Prompt: Please write out each entry below exactly as given.

The data:
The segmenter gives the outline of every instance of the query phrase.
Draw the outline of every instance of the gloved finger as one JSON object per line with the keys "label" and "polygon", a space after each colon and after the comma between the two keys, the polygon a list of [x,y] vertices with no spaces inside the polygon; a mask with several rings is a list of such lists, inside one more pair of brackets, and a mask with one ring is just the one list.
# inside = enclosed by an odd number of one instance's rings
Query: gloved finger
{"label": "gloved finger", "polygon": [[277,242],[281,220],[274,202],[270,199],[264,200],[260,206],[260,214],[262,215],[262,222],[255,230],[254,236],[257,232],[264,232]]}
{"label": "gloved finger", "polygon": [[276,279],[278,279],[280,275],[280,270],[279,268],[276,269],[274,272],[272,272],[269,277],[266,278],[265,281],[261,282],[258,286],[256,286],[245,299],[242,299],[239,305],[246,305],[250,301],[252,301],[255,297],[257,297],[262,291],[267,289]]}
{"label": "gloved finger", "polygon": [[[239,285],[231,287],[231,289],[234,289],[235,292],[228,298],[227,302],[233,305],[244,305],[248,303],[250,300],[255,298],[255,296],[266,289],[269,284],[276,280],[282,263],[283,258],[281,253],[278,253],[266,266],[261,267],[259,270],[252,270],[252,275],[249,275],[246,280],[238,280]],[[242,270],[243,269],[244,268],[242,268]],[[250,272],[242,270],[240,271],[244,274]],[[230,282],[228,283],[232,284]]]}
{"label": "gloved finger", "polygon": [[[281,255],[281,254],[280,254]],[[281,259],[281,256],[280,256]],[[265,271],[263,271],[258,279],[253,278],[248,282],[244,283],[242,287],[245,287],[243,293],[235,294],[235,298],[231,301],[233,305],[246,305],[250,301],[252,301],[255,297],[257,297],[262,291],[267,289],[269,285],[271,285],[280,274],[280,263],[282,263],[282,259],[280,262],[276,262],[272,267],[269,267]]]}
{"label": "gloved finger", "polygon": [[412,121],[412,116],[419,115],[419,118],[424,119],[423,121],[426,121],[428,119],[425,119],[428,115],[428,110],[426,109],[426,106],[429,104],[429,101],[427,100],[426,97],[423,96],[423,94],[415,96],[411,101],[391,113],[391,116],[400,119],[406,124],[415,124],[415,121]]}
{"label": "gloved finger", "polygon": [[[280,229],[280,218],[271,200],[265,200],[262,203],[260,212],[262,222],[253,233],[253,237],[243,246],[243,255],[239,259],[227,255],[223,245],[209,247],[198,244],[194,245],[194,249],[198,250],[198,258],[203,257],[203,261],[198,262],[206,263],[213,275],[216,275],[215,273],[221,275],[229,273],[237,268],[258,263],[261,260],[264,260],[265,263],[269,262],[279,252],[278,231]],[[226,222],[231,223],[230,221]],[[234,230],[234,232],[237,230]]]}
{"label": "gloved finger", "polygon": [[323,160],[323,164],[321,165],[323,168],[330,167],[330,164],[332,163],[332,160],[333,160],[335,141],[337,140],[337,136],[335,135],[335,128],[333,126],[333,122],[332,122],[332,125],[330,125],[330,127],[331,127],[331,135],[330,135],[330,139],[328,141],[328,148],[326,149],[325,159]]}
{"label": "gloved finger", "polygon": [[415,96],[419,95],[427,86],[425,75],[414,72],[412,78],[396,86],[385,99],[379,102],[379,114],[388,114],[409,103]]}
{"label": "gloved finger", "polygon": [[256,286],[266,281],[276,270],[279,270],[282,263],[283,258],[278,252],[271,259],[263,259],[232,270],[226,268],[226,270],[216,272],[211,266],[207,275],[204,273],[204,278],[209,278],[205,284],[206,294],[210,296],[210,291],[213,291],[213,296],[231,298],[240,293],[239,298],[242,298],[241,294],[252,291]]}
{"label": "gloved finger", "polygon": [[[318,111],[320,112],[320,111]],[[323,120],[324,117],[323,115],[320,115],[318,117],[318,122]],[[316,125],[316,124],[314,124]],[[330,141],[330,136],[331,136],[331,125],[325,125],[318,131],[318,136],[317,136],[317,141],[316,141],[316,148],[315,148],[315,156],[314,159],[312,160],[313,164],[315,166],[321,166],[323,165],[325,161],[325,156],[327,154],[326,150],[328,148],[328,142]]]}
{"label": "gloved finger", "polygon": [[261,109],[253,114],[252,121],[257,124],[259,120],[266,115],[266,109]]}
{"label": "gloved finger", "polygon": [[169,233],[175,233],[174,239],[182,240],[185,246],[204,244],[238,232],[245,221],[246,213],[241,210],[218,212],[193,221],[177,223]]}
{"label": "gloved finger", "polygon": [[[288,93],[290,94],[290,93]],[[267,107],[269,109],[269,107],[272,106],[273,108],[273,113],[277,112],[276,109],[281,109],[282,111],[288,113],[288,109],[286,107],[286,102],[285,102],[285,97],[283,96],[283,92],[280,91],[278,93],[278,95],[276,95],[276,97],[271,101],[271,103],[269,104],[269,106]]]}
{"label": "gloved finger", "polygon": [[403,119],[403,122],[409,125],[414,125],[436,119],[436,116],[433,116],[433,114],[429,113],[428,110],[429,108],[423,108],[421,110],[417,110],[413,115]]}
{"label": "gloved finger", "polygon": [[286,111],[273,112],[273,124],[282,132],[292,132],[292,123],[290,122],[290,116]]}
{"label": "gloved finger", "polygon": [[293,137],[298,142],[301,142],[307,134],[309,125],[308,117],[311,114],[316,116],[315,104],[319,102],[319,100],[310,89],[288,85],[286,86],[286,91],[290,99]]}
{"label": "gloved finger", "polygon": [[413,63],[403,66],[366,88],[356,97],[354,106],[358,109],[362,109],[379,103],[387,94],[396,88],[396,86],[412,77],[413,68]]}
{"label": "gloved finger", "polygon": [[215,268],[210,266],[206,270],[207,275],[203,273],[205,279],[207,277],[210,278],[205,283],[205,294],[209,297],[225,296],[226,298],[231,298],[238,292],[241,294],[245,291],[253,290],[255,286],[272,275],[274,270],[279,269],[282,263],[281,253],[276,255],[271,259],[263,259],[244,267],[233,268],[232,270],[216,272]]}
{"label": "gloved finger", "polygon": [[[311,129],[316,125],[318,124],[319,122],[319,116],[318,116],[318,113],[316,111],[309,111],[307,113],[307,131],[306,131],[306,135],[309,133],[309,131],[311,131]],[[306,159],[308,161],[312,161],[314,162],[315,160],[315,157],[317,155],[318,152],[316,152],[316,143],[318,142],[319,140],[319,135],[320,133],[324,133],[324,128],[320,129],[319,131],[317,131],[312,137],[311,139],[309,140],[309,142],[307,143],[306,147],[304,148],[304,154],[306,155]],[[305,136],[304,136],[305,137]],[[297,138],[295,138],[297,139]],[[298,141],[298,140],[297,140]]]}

Solution to this problem:
The segmenter gives the outline of every instance of the query phrase.
Draw the outline of every instance of the gloved finger as one JSON object per line with the keys "label" and "polygon", a space after each colon and after the comma between the two keys, the polygon a list of [x,y] vertices with no spaces inside the polygon; a mask with several rings is a list of such lists, inside one more pair of brackets, and a mask with one ring is just the one list.
# inside = enclosed by an odd number of one instance's rings
Query: gloved finger
{"label": "gloved finger", "polygon": [[277,242],[281,220],[274,202],[270,199],[264,200],[260,206],[260,214],[262,215],[262,222],[255,230],[254,236],[257,232],[264,232]]}
{"label": "gloved finger", "polygon": [[276,279],[278,279],[280,275],[280,270],[279,268],[276,269],[274,272],[272,272],[269,277],[266,278],[265,281],[261,282],[258,286],[256,286],[245,299],[242,299],[239,305],[246,305],[250,301],[252,301],[255,297],[257,297],[262,291],[267,289]]}
{"label": "gloved finger", "polygon": [[[239,285],[231,287],[231,289],[234,289],[235,292],[228,298],[227,302],[233,305],[244,305],[248,303],[250,300],[255,298],[255,296],[266,289],[269,284],[276,280],[282,263],[283,258],[281,253],[278,253],[266,266],[261,267],[259,270],[252,270],[252,275],[249,275],[246,280],[238,280]],[[242,270],[243,269],[244,268],[242,268]],[[250,272],[242,270],[240,271],[244,274]],[[230,282],[228,283],[232,284]]]}
{"label": "gloved finger", "polygon": [[[281,255],[281,254],[280,254]],[[281,259],[281,256],[280,256]],[[265,271],[263,271],[258,279],[253,278],[248,282],[244,283],[242,287],[245,287],[243,293],[235,294],[235,298],[231,301],[233,305],[246,305],[250,301],[252,301],[255,297],[257,297],[262,291],[267,289],[269,285],[271,285],[280,274],[280,263],[282,263],[282,259],[280,262],[276,262],[272,267],[269,267]]]}
{"label": "gloved finger", "polygon": [[412,121],[412,116],[419,115],[419,118],[424,119],[423,121],[426,121],[428,119],[425,119],[428,115],[428,110],[426,109],[426,106],[429,104],[429,101],[427,100],[426,97],[423,96],[423,94],[415,96],[411,101],[391,113],[391,116],[400,119],[406,124],[415,124],[415,121]]}
{"label": "gloved finger", "polygon": [[[280,229],[280,218],[271,200],[265,200],[262,203],[260,212],[262,222],[253,233],[253,237],[243,246],[243,255],[239,259],[227,255],[223,245],[209,247],[198,244],[194,245],[194,249],[198,250],[198,258],[203,257],[203,261],[198,262],[206,263],[213,275],[216,275],[215,273],[221,275],[229,273],[237,268],[258,263],[261,260],[264,260],[265,263],[269,262],[279,252],[278,231]],[[226,222],[231,223],[230,221]],[[234,230],[234,232],[237,230]]]}
{"label": "gloved finger", "polygon": [[323,160],[323,164],[321,165],[323,168],[330,167],[330,164],[332,163],[332,160],[333,160],[335,141],[337,140],[337,136],[335,135],[335,128],[333,126],[333,122],[332,122],[332,125],[330,125],[330,127],[331,127],[331,135],[330,135],[330,139],[328,141],[328,148],[326,149],[325,159]]}
{"label": "gloved finger", "polygon": [[415,96],[419,95],[427,86],[425,75],[414,72],[412,78],[396,86],[385,99],[379,102],[379,114],[388,114],[409,103]]}
{"label": "gloved finger", "polygon": [[256,286],[266,281],[276,270],[279,270],[282,263],[283,258],[278,252],[271,259],[263,259],[232,270],[226,268],[226,270],[216,272],[211,266],[207,275],[204,273],[204,278],[209,278],[205,284],[206,294],[210,296],[210,291],[213,291],[213,296],[231,298],[240,293],[239,298],[242,298],[241,294],[252,291]]}
{"label": "gloved finger", "polygon": [[[318,111],[320,112],[320,111]],[[323,120],[324,117],[323,115],[320,115],[318,117],[318,122]],[[316,125],[316,124],[314,124]],[[330,141],[330,136],[331,136],[331,125],[325,125],[318,131],[318,136],[317,136],[317,141],[316,141],[316,148],[315,148],[315,156],[314,159],[312,160],[313,164],[315,166],[321,166],[323,165],[325,161],[325,156],[327,154],[326,150],[328,148],[328,142]]]}
{"label": "gloved finger", "polygon": [[261,109],[253,114],[252,121],[257,124],[259,120],[266,115],[266,109]]}
{"label": "gloved finger", "polygon": [[169,233],[175,233],[174,239],[182,240],[185,246],[204,244],[238,232],[245,221],[246,213],[241,210],[218,212],[193,221],[177,223]]}
{"label": "gloved finger", "polygon": [[[288,93],[290,94],[290,93]],[[267,107],[269,109],[269,107],[272,106],[273,108],[273,113],[277,112],[276,109],[281,109],[282,111],[288,113],[288,109],[286,107],[286,102],[285,102],[285,97],[283,96],[283,92],[280,91],[278,93],[278,95],[276,95],[276,97],[271,101],[271,103],[269,104],[269,106]]]}
{"label": "gloved finger", "polygon": [[403,119],[403,122],[409,125],[414,125],[436,119],[436,116],[433,116],[433,114],[429,113],[428,110],[429,108],[423,108],[421,110],[417,110],[413,115]]}
{"label": "gloved finger", "polygon": [[286,111],[273,112],[273,124],[282,132],[292,132],[292,123],[290,122],[290,116]]}
{"label": "gloved finger", "polygon": [[293,137],[298,142],[301,142],[307,134],[309,125],[308,117],[311,114],[316,116],[315,104],[319,102],[319,100],[310,89],[288,85],[286,86],[286,91],[290,99]]}
{"label": "gloved finger", "polygon": [[413,63],[403,66],[366,88],[356,97],[354,106],[358,109],[362,109],[379,103],[387,94],[396,88],[396,86],[412,77],[413,68]]}
{"label": "gloved finger", "polygon": [[215,268],[210,266],[206,270],[207,275],[203,273],[205,279],[207,277],[210,278],[205,283],[205,294],[209,297],[225,296],[226,298],[231,298],[238,292],[241,294],[245,291],[253,290],[255,286],[272,275],[274,270],[279,269],[282,263],[281,253],[276,255],[271,259],[263,259],[244,267],[233,268],[232,270],[216,272]]}
{"label": "gloved finger", "polygon": [[[311,129],[316,125],[318,124],[319,122],[319,116],[318,116],[318,113],[316,111],[309,111],[307,113],[307,131],[306,131],[306,135],[309,133],[309,131],[311,131]],[[306,159],[308,161],[312,161],[314,162],[315,160],[315,157],[317,155],[318,152],[316,152],[316,143],[318,142],[319,140],[319,135],[320,133],[324,133],[324,128],[320,129],[319,131],[317,131],[312,137],[311,139],[309,140],[309,142],[307,143],[306,147],[304,148],[304,154],[306,155]],[[305,136],[304,136],[305,137]],[[297,138],[295,138],[297,139]],[[298,141],[298,140],[297,140]]]}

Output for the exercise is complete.